--- THE RECORDS Enclosed Below ---

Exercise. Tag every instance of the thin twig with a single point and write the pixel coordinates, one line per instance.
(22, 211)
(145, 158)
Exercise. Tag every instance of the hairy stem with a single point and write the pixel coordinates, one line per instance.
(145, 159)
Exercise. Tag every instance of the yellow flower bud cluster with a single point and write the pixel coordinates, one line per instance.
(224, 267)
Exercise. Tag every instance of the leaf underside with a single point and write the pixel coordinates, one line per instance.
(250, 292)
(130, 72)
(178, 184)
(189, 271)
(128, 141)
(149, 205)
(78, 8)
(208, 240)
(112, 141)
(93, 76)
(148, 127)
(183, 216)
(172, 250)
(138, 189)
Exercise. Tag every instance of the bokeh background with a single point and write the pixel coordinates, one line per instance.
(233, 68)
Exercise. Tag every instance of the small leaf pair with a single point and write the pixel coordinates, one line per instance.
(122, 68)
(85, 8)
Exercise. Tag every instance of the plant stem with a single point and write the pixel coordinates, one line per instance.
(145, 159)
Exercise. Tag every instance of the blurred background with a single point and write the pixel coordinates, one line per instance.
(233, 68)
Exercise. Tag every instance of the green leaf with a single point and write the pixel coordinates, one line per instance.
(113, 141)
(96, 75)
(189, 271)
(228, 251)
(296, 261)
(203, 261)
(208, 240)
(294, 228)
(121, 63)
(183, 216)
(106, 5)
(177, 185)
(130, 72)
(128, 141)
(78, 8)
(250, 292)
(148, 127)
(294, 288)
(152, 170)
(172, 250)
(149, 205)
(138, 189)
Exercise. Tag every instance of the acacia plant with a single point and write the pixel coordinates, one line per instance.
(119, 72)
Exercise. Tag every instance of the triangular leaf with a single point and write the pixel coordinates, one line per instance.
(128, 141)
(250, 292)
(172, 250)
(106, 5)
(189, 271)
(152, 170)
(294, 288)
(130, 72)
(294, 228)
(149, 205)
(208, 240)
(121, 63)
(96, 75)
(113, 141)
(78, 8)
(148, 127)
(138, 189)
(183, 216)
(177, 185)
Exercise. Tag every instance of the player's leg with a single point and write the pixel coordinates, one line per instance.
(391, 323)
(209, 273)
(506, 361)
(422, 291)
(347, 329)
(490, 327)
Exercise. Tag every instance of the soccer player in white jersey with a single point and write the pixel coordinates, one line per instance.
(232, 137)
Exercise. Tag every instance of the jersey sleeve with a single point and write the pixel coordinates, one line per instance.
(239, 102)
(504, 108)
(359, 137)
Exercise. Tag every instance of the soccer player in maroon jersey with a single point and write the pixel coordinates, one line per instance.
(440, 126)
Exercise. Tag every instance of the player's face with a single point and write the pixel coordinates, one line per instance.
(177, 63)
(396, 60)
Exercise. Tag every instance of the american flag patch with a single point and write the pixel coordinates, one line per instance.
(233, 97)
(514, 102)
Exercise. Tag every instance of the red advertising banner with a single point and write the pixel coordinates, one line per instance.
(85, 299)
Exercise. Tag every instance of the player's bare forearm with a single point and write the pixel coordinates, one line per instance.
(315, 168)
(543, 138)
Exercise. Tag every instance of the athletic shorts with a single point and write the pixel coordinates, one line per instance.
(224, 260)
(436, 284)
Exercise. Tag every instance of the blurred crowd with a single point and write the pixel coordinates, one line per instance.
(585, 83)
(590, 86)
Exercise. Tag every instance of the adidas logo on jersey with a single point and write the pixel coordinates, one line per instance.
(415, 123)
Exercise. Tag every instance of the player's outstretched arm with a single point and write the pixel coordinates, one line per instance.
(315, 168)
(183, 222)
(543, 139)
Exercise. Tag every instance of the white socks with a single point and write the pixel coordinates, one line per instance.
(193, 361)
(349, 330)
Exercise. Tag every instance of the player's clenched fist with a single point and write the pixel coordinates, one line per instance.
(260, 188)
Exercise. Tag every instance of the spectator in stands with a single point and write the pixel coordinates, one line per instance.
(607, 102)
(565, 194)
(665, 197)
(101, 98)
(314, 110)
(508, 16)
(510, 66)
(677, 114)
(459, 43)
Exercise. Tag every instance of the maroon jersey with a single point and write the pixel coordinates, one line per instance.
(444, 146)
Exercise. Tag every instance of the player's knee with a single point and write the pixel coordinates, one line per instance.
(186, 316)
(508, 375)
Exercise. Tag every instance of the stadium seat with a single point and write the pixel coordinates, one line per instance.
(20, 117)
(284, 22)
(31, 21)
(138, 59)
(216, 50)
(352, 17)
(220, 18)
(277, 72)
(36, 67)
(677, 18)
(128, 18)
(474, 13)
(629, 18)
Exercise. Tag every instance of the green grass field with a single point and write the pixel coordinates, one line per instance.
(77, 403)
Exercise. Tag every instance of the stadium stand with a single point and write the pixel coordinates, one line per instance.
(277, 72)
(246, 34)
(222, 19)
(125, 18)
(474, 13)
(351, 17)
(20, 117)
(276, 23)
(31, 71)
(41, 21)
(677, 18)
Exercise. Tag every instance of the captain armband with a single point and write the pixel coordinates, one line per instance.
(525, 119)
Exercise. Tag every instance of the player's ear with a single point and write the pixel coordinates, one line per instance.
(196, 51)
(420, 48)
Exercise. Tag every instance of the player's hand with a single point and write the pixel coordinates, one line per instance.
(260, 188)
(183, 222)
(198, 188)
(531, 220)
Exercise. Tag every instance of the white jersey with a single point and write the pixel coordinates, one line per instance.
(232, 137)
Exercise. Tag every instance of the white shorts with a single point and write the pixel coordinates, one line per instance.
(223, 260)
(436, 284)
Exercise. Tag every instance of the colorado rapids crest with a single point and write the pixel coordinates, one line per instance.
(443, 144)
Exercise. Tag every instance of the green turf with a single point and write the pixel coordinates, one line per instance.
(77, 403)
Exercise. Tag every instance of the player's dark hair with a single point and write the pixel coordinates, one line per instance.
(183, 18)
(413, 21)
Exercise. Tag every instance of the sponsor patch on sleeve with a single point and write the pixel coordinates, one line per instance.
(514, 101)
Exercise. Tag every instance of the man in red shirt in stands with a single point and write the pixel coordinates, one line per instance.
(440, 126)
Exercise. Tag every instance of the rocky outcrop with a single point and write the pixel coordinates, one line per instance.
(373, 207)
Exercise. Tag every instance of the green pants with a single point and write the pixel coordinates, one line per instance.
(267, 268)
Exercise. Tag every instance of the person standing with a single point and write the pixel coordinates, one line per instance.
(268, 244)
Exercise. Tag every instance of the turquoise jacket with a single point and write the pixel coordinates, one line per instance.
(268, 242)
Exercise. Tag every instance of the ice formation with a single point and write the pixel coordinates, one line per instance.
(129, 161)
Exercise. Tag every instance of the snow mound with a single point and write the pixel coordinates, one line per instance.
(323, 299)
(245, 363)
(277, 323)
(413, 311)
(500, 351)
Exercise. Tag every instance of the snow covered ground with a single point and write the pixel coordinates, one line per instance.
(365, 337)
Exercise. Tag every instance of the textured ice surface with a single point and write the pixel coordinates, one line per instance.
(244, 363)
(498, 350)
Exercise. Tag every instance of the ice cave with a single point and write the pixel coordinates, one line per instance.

--- End of Enclosed THE RECORDS ---

● PROBLEM TO SOLVE
Restate each record above word for word.

● RESPONSE
Exercise. Tag every instance of the thin twig with a single point and write the pixel coordinates, one line per instance.
(22, 211)
(145, 158)
Exercise. Tag every instance of the hairy stem with a single point and write the pixel coordinates, one line per instance.
(145, 159)
Exercise. Tag every instance of the yellow flower bud cluster with a single point and write the pixel coordinates, one line per instance.
(224, 267)
Exercise. Tag every instance of the leaf underside with a single point and write the pixel coordinates, one line per instance.
(250, 292)
(130, 72)
(178, 184)
(189, 271)
(128, 141)
(149, 205)
(78, 8)
(208, 240)
(112, 141)
(93, 76)
(148, 127)
(183, 216)
(172, 250)
(138, 189)
Exercise. Tag every instance of the bokeh background with a single point and write the pixel coordinates, one line per instance.
(233, 68)
Exercise. Tag every instance of the small leaf pair with a single point and write the pixel coordinates, one line per instance.
(122, 68)
(85, 8)
Exercise. Tag every instance of the plant stem with a single point and write the pixel coordinates, one line per instance.
(145, 159)
Exercise. Tag every instance of the blurred background with a single point and write the pixel coordinates, one line per instance.
(233, 68)
Exercise. Tag every instance of the green leaf with a single point and write the pixel coordinates, one line per instance.
(113, 141)
(96, 75)
(189, 271)
(228, 251)
(296, 261)
(203, 261)
(208, 240)
(294, 228)
(121, 63)
(183, 216)
(106, 5)
(177, 185)
(130, 72)
(128, 141)
(78, 8)
(250, 292)
(148, 127)
(294, 288)
(152, 170)
(172, 250)
(149, 205)
(138, 189)
Exercise. Tag every instance of the acacia plant with a single point and write the pixel coordinates, one line per instance.
(119, 72)
Exercise. Tag every instance of the triangular leaf with a single point and write the pixel coordinates, one line per instance.
(128, 141)
(250, 292)
(172, 250)
(106, 5)
(189, 271)
(152, 170)
(294, 288)
(130, 72)
(294, 228)
(149, 205)
(208, 240)
(121, 63)
(96, 75)
(113, 141)
(78, 8)
(148, 127)
(138, 189)
(183, 216)
(177, 185)
Exercise. Tag every instance of the player's leg with a single point and write the pixel coordinates, one line per instance.
(391, 323)
(209, 273)
(506, 361)
(422, 291)
(347, 329)
(490, 327)
Exercise. Tag every instance of the soccer player in white jersey with a single point and write the pixel coordinates, one line per instance.
(232, 137)
Exercise. Tag every instance of the jersey sleeve with a single point and write the pixel coordinates, one line per instance.
(239, 102)
(504, 108)
(359, 137)
Exercise. Tag every instance of the soccer player in maroon jersey with a single point and write the pixel coordinates, one line per instance.
(440, 126)
Exercise. Tag every instance of the player's face with a single point and write the pixel coordinates, one line per instance.
(177, 63)
(396, 60)
Exercise. Tag every instance of the american flag patch with a single point and write the pixel coordinates, one line per instance.
(233, 97)
(514, 102)
Exercise. Tag every instance of the red advertising banner with a single point and write the pixel coordinates, one line per instance.
(85, 299)
Exercise. Tag every instance of the player's bare forearm with a single point and write the pixel coordinates, one line per instance.
(315, 168)
(543, 138)
Exercise. Tag every instance of the athletic shorts with a single point and write the pixel coordinates, one line per instance.
(224, 260)
(436, 284)
Exercise. Tag every instance of the blurred crowd with a single point and write the pixel coordinates, one line per instance.
(585, 83)
(590, 86)
Exercise. Tag every instance of the adidas logo on jersey with a single point and write the pixel coordinates, one line per instance.
(415, 123)
Exercise. Tag every instance of the player's outstretched arm with a single point and write the pixel coordinates, one line per instance.
(315, 168)
(183, 222)
(543, 139)
Exercise. Tag every instance of the white socks with a single point and write the pixel coordinates, one line per instance.
(193, 361)
(349, 330)
Exercise. Tag every instance of the player's clenched fist with a single point and write the pixel coordinates, one line per instance.
(260, 188)
Exercise. Tag every instance of the spectator in stands with a single point and write the pixel coordinates, one line per instance.
(607, 102)
(565, 194)
(665, 197)
(101, 98)
(314, 110)
(508, 16)
(510, 66)
(677, 114)
(459, 43)
Exercise. Tag every instance of the maroon jersey with a single point and write the pixel coordinates, one line per instance.
(444, 146)
Exercise. Tag every instance of the player's knee with a single point and write the pixel coordinates, one line per instance.
(186, 316)
(508, 375)
Exercise. Tag every instance of the stadium seat with a single point and write the pixel coordinates, one line per instance.
(20, 117)
(284, 22)
(31, 21)
(138, 59)
(216, 50)
(352, 17)
(220, 18)
(277, 72)
(36, 67)
(677, 18)
(128, 18)
(474, 13)
(629, 18)
Exercise. Tag every instance of the green grass field with a single point and write the pixel coordinates, one line per instance.
(77, 403)
Exercise. Tag every instance of the stadium stand with a single point and write the pixel coordinates, one line per instance.
(277, 72)
(246, 34)
(222, 19)
(125, 18)
(474, 13)
(351, 17)
(20, 117)
(276, 23)
(31, 71)
(41, 21)
(677, 18)
Exercise. Tag every instance of the captain armband with a single point and write the pixel coordinates, one line per instance.
(525, 119)
Exercise. Tag every instance of the player's ear with a single point and write the pixel coordinates, one line per instance.
(196, 51)
(420, 48)
Exercise. Tag every instance of the player's hand with a single point and write the pixel coordinates, one line per instance.
(260, 188)
(183, 222)
(198, 188)
(531, 220)
Exercise. Tag every instance of the white jersey with a single point and write the pixel coordinates, one line per instance.
(232, 137)
Exercise. Tag every instance of the white shorts with a single point and write the pixel coordinates, one line per instance.
(223, 260)
(436, 284)
Exercise. Tag every instance of the colorado rapids crest with a single point and write the pixel coordinates, one line per instance.
(443, 144)
Exercise. Tag every instance of the green turf with a single point and write the pixel coordinates, one line per instance.
(77, 403)
Exercise. Tag every instance of the player's dark hair with a single point and write the pixel coordinates, one line per instance.
(183, 18)
(413, 21)
Exercise. Tag every instance of the sponsor patch on sleeve with a single point and write the pixel coordinates, one line per instance.
(514, 101)
Exercise. Tag every instance of the man in red shirt in stands with a single point and write the pixel coordinates, one line per instance.
(440, 126)
Exercise. Tag every instance of the rocky outcrop with a single point and write the pixel coordinates, one line per instance.
(373, 207)
Exercise. Tag every instance of the green pants with a single point and write the pixel coordinates, one line per instance.
(267, 268)
Exercise. Tag every instance of the person standing with a single point and write the pixel coordinates, one line per instance.
(268, 244)
Exercise. Tag every instance of the turquoise jacket with a single point and write the pixel coordinates, one line per instance.
(268, 242)
Exercise. Tag every instance of the ice formation with a single point and write the pixel coordinates, one line per instance.
(129, 161)
Exercise. Tag every instance of the snow mound with a single point and write the pixel coordinates, one line per instance.
(323, 299)
(245, 363)
(277, 323)
(413, 311)
(500, 351)
Exercise. Tag every instance of the snow covered ground with a single point and write the pixel coordinates, one line per instance.
(365, 337)
Exercise. Tag every instance of the textured ice surface with a single point and write the pixel coordinates, one line per instance.
(244, 363)
(498, 350)
Exercise. Tag every instance of the ice cave with a single point and write the pixel coordinates, one line per instance.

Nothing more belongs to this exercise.